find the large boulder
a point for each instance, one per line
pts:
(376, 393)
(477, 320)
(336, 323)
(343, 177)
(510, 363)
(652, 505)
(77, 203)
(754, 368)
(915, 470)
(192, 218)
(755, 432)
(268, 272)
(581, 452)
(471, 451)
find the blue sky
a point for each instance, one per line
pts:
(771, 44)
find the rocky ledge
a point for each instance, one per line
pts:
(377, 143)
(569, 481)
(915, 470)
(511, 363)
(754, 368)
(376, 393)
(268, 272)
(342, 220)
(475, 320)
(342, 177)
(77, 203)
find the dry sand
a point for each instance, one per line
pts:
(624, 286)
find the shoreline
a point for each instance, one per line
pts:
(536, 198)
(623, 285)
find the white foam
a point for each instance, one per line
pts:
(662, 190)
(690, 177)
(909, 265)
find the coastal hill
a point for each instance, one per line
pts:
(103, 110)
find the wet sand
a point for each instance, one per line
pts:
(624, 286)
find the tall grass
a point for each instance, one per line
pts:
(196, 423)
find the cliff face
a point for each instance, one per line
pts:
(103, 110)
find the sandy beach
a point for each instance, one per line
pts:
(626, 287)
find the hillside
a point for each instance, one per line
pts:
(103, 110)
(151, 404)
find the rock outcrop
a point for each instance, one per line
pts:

------------------------------------------------------------------------

The problem: Arrange all of the data above as a numbered list with one line per item, omitting any blank lines.

Right answer:
1. find the large boulder
2. a point for each instance, one per line
3. pts:
4. (376, 393)
5. (477, 320)
6. (336, 323)
7. (343, 177)
8. (510, 363)
9. (652, 505)
10. (77, 203)
11. (754, 368)
12. (915, 470)
13. (192, 218)
14. (755, 432)
15. (268, 272)
16. (581, 452)
17. (471, 451)
18. find the blue sky
19. a point for each instance, one per line
20. pts:
21. (771, 44)
22. find the rocky ledge
23. a point for each instance, one per line
24. pts:
25. (377, 143)
26. (569, 481)
27. (915, 470)
28. (511, 363)
29. (754, 368)
30. (376, 393)
31. (268, 272)
32. (342, 220)
33. (475, 320)
34. (342, 177)
35. (77, 203)
36. find the dry sand
37. a point for each instance, one per line
38. pts:
39. (624, 286)
40. find the shoreline
41. a point for each instance, one per line
42. pts:
43. (536, 198)
44. (623, 285)
45. find the white foam
46. a point for each instance, one per line
47. pts:
48. (662, 190)
49. (690, 177)
50. (909, 265)
51. find the coastal hill
52. a point for each instance, one per line
53. pts:
54. (103, 110)
55. find the wet sand
56. a point for each instance, one per line
57. pts:
58. (624, 286)
59. find the tall grass
60. a point for each instance, one per line
61. pts:
62. (196, 423)
63. find the cliff face
64. a point for each instance, one per line
65. pts:
66. (103, 110)
67. find the sandy beach
68. a point for each instance, one per line
69. pts:
70. (626, 287)
71. find the hillside
72. a point for each instance, one per line
73. pts:
74. (103, 110)
75. (151, 404)
76. find the rock outcrop
77. a point for each instance, one per line
78. pts:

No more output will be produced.